Opinion: El Dorado County out of control
By Larry Weitzman
At the last Board of Supervisors meeting on Dec. 15 item 40 on the calendar was to correct an error made by the CAO’s office in the annexation by El Dorado Hills Fire Department, the wealthiest district in the county, of Latrobe Fire, one of the poorest. The annexation was performed by the BOS on June 10, 2014, but item 40 proposed a grant of $513,302 from the general fund to EDH Fire. In doing so the BOS made a summary finding without any evidence being introduced that there would be a public benefit as a result.
EDH Fire is a district that has on its last reported financial statement more than $22 million in cash, along with the highest pay and benefit scale in the county for its employees. With only five years of service, an employee at 50 can retire with post-employment health care benefits, including dependents.
The El Dorado County Fire Protection District by comparison is six times larger by area, has nearly double the population and has just 12 percent of the cash ($2.6 million) of EDH Fire, according to their last balance sheets. Recently their Lotus Fire Station was closed from lack of funds.
But there is a larger issue that didn’t stop our BOS led by former EDH Fire Chief, Supervisor and Chairman of the BOS Brian Veerkamp from granting over half a million dollars to EDH Fire at that last BOS meeting. Veerkamp not only ran the meeting, he “said” that he had no conflict of interest, participated in the discussion, encouraged item 40’s passing and voted for it all in a probable violation of Government Code Sections 1090 and 1091 even if it is found Veerkamp has only a “remote” interest in EDH Fire as defined by the statutes.
During this last meeting, the issue of conflict of interest was raised by two of the written public comments on item 40 with respect to Veerkamp’s receiving an approximately $200,000 annual pension paid indirectly by EDH Fire and health care benefits paid directly by EDH Fire. Veerkamp himself should know the answer as every elected official and certain public officials including fire chiefs are required to take ethics training, including conflicts of interest instruction every two years and maintain proof of participation in disclosable public records for five years. Instituted pursuant to Government Code Section 53235 the requirement for continuing education started in January 2006 (Attorney General Ethics Training for Local Government Officials). Since Veerkamp was the prior EDH fire chief, he should have had this training and course at least five times. He should be an expert on conflicts of interest and the prohibitions of gifts of public funds (California Constitution, Article XVI, Section 6).
The statutes with respect to conflict of interest questions are Government Code Sections 1090-1097 et seq. Those sections not only govern the conflict issues as raised by the written and oral public comments, they relate to the June 10, 2014, BOS hearing when EDH Fire originally attempted to annex the Latrobe Fire District. But mistakes made by the county administrative staff prevented the takeover of the property tax revenues. Veerkamp was on the Fire Committee and LAFCO and participated favorably and voted for the annexation at the BOS level on June 10, 2014. Veerkamp had the exact same conflict issues then as he has now and likely has a problem as a result of participating in either BOS meeting. The penalties for a violation under Section 1090 are substantial. If you remember, former Supervisor Ray Nutting was charged by the district attorney for a 1090 violation.

== Directive 1 ==
In the opinion piece on El Dorado County, how much money did item 40 propose granting to EDH Fire?
== Directive 2 ==
Continue the opinion piece on El Dorado County from its last sentence.
The records are separate from the opinion piece on El Dorado County.

== Stored data ==
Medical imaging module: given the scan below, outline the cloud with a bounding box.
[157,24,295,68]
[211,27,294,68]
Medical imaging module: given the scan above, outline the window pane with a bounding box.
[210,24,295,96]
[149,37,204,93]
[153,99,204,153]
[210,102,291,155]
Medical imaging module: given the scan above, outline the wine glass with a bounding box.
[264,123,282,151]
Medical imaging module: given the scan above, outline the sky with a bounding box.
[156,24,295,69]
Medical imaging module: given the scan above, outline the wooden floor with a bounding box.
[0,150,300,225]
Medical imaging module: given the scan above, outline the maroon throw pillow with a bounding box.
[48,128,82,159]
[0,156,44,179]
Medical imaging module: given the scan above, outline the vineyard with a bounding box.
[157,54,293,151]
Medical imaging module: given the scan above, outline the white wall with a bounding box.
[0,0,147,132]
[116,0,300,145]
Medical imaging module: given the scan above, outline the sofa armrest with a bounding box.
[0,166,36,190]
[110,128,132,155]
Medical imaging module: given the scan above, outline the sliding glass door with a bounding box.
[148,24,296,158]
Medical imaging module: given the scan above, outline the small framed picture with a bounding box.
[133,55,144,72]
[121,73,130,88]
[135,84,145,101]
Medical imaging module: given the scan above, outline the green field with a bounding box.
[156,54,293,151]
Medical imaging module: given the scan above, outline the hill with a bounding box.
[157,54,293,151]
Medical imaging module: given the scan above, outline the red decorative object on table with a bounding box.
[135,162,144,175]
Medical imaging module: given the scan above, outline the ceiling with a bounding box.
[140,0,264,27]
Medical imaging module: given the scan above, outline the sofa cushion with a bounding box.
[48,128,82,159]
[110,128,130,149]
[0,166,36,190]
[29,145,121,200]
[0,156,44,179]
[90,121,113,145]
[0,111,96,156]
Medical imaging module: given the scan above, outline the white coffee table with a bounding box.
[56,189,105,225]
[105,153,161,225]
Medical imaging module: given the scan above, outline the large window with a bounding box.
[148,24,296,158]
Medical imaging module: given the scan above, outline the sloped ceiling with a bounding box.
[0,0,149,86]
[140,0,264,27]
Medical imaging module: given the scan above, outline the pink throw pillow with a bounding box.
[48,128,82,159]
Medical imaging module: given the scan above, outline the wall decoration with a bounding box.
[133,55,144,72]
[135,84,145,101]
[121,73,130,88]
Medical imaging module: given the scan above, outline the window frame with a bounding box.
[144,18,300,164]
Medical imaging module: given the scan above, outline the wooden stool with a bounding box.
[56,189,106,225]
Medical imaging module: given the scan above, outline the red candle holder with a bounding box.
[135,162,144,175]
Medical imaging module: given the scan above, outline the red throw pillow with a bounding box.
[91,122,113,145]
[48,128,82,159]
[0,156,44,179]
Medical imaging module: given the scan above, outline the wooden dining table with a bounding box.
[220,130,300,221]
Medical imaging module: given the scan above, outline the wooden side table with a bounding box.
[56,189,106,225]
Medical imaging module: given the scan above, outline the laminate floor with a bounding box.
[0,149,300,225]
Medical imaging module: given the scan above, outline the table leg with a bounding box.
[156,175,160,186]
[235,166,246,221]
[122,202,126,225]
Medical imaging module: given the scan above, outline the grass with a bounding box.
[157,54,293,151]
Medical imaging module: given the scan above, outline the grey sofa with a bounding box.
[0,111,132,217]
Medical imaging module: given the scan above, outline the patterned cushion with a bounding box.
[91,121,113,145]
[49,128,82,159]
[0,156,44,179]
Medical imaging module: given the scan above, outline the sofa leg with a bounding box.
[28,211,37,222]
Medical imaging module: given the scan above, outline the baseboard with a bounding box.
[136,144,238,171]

== Output 1 ==
A grant of $513,302 from the general fund.

== Output 2 ==
Even if you have only a “remote” interest, which probably describes the Veerkamp relationship between being a supervisor and his receipt of benefits from EDH Fire as defined by 1091(b)(13), there are significant issues. The requirement of Government Code Section 1091(a) is where it gets dicey for Veerkamp. It says when a person sits on a governing body that is making contracts with an entity in which said person has a “remote” interest, you are required to do certain things which were spelled out by the court in the case of People vs. Honig (1996) 48 Cal. App. 4th 289, at 317, 318.
Honig was Bill Honig, the elected California superintendent of Public Instruction. “Section 1091 applies to an officer who is a member of a body or board that authorizes, approves or ratifies a contract. Such an officer will not be deemed to be interested in a contract if his or her interest is one of the remote interests as set forth in the section, if the officer makes a full disclosure of the interest, the officer abstains from voting, the officer does not influence or attempt to influence any other member, and the body or board authorizes, approves or ratifies the contract in good faith by votes of the membership sufficient for that purpose without counting the vote of the officer with the remote interest.” The Honig case defined a “grant” of money as a contract.
And at this Dec. 15 meeting, the county had no contractual obligation to make this gift or grant. EDH Fire, because the property taxes were never transferred, had no legal interest in the Latrobe property tax revenues. They are gone forever as far as EDH Fire is concerned. Not only has the matter slipped through the sieve, the statute of limitations with respect to a claim likely has also past. To get around the prohibition against public gifts of money, at the suggestion of CAO Larry Combs, the BOS had to say there was a finding of public benefit. (At the hearing Auditor-Controller Joe Harn promised to pay despite the evidence of a conflict.) It was added to the agenda as No. 4 to item 40 seconds before the vote was taken.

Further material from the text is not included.